Running alongside Build coverage, H Company released Holo three point one, a local computer-use model family spanning point eight billion to thirty-five billion parameters. The thirty-five billion model hits seventy-nine point three percent on AndroidWorld, the current leading benchmark for on-device task automation, available in GGUF, FP8, and NVFP4 formats. For teams building autonomous workflows on consumer and edge hardware, capable computer-use no longer requires cloud dependency, because the performance threshold on local devices has crossed into production territory.
In the harness, tools and orchestration world;
DeepSeek V4 Flash maintains ninety-four to ninety-six percent agreement with Opus four point seven on legal verification tasks at eighteen times lower cost per criterion and roughly one thousand times cheaper in batch mode. The concrete number: three thousand two hundred RL rollouts that cost eighteen thousand dollars dropped to eighteen dollars after optimization. For product teams architecting agent verification pipelines, accuracy and cost are no longer in tension, because batch economics have shifted verification from a constraint on pipeline design to a negligible cost factor.
In AOB:
Trump signed a downsized AI executive order, replacing mandatory ninety-day pre-release review with a voluntary thirty-day framework with no enforcement. For product teams, the practical effect is freedom from federal guardrails through end of year, because the voluntary framework carries no penalty for non-participation. State-level action is accelerating separately. Florida's product liability suit against OpenAI and Maryland's AI pricing ban are both active, with multiple attorneys general watching precedent.
Stanford Law published a blind study of nearly three thousand responses finding AI wins seventy-five percent of head-to-head matchups against law professors on contract law questions. Professors rated AI responses as potentially harmful three point five percent of the time versus twelve percent for peer answers. For legal product companies and teams evaluating vertical AI, the read is that credentialed-expert benchmarking is now table stakes in procurement conversations, because AI has crossed into outperforming domain experts in controlled peer-reviewed settings.
That's the briefing. Have a great day.

Excerpted records:
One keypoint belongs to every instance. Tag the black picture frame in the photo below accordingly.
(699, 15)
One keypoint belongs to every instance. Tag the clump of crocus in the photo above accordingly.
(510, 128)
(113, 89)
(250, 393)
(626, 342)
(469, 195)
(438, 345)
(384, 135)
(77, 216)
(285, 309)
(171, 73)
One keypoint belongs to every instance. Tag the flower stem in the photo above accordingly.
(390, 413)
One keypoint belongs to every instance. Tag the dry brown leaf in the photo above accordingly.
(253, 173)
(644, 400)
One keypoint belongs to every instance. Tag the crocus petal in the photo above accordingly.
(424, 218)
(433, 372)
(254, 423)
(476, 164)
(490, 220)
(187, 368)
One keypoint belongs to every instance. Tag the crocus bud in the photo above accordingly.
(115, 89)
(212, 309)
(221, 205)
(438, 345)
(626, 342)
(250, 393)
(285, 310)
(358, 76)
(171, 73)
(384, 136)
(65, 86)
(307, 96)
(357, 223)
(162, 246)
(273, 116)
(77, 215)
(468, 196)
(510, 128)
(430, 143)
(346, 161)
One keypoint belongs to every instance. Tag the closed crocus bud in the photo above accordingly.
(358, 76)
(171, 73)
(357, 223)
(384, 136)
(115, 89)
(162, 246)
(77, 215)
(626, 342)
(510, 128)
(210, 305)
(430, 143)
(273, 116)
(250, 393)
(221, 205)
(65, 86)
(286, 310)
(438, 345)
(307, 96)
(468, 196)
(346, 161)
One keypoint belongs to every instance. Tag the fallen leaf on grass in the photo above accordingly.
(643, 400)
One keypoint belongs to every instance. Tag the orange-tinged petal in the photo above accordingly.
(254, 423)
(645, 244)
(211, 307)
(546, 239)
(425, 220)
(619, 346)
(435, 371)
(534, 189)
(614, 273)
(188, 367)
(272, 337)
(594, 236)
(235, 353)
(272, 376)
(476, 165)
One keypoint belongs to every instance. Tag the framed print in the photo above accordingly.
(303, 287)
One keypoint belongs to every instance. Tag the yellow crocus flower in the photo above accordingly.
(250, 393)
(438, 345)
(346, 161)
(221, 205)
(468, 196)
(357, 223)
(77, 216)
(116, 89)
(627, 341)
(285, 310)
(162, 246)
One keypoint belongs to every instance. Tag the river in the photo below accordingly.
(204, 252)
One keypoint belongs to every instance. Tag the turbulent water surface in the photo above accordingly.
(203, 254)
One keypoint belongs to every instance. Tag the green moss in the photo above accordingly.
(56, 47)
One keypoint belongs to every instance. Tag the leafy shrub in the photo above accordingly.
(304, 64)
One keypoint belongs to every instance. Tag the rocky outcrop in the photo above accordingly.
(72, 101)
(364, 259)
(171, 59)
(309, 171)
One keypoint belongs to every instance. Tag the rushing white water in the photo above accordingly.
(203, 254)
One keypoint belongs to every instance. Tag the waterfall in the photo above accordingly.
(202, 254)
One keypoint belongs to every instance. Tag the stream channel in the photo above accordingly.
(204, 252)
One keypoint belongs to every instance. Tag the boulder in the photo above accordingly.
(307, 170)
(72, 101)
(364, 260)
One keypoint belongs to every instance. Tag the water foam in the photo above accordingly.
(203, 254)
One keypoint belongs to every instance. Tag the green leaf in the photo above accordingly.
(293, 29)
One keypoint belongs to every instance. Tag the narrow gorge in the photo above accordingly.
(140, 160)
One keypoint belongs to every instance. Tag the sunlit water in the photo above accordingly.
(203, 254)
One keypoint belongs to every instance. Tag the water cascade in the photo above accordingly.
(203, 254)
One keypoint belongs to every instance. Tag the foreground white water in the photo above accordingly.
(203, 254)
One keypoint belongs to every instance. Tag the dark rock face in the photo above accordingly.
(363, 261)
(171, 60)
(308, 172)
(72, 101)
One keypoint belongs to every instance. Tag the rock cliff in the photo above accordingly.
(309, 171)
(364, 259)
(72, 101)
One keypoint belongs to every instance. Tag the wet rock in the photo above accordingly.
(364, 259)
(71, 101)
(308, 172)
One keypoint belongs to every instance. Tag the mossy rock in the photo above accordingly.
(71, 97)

...

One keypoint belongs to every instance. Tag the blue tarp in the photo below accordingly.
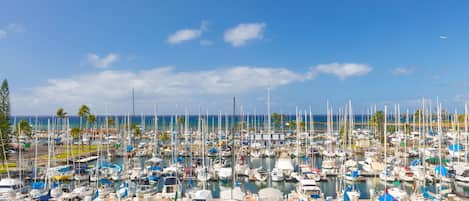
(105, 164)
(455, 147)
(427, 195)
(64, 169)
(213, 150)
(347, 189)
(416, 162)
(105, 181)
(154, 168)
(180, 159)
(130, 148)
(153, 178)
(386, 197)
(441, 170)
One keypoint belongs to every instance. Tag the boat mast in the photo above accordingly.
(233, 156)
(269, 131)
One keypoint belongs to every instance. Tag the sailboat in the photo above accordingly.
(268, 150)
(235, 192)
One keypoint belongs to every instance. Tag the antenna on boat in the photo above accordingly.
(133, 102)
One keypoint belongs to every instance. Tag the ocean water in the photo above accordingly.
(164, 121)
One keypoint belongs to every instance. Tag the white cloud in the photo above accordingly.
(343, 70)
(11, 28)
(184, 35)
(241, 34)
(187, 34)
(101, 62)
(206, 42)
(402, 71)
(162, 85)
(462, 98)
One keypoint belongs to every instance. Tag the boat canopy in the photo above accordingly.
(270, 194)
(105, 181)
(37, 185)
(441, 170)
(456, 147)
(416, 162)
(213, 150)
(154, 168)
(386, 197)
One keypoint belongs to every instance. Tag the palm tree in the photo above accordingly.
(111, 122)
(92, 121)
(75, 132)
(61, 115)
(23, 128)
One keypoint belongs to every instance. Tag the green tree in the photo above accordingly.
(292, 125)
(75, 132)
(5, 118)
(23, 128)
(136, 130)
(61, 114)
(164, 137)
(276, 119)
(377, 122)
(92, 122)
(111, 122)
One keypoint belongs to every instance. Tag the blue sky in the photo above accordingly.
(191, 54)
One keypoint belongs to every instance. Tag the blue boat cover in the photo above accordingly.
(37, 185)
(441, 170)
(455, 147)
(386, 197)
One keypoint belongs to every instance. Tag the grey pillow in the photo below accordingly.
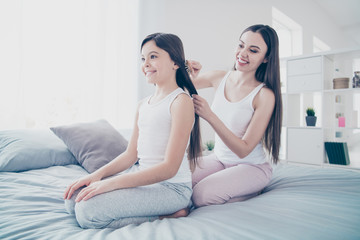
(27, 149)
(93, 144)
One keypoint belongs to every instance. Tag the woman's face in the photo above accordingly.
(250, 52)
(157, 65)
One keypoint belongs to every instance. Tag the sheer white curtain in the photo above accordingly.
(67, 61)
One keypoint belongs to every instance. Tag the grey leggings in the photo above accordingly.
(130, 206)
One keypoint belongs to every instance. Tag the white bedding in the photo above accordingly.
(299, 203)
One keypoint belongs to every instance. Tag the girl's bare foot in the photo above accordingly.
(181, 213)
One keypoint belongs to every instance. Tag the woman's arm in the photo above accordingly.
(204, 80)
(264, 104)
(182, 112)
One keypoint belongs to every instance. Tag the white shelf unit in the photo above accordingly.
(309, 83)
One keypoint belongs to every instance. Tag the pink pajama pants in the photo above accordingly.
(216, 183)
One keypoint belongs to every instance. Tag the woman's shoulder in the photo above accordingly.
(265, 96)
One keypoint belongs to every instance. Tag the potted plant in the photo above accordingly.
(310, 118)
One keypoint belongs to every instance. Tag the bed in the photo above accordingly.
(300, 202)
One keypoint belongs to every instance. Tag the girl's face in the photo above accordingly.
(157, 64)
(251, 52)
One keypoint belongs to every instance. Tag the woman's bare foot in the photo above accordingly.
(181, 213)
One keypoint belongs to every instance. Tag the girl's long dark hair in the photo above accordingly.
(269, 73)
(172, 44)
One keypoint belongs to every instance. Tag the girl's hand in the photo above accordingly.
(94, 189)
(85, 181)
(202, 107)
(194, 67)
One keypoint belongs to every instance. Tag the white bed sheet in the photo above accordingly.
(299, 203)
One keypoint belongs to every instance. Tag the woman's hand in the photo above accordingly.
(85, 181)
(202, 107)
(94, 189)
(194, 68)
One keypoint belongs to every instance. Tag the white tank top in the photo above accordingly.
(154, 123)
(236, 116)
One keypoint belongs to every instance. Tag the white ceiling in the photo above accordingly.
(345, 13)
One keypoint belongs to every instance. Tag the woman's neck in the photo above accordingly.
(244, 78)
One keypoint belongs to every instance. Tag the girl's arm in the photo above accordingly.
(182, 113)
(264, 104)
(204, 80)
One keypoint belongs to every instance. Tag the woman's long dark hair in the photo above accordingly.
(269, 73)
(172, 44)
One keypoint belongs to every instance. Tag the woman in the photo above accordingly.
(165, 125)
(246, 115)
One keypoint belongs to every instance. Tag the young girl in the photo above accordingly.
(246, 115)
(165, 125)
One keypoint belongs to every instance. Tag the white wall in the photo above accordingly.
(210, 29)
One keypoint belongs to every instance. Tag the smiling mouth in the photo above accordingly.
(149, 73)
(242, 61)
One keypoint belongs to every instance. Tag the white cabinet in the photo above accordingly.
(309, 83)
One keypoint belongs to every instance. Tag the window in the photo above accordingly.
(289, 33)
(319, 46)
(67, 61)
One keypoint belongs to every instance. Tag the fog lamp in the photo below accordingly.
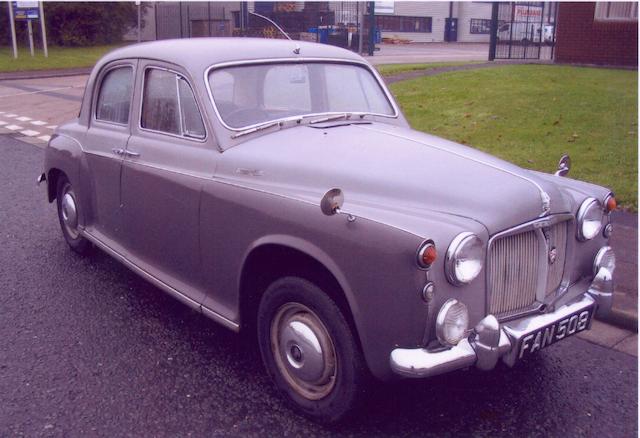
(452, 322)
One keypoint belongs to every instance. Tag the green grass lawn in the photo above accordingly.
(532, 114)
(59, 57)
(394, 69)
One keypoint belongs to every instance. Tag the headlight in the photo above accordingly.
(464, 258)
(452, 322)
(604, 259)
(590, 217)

Exercise: According to the AI news briefing, what did the three thousand two hundred RL rollouts cost after optimization?

Answer area: Eighteen dollars, down from eighteen thousand dollars.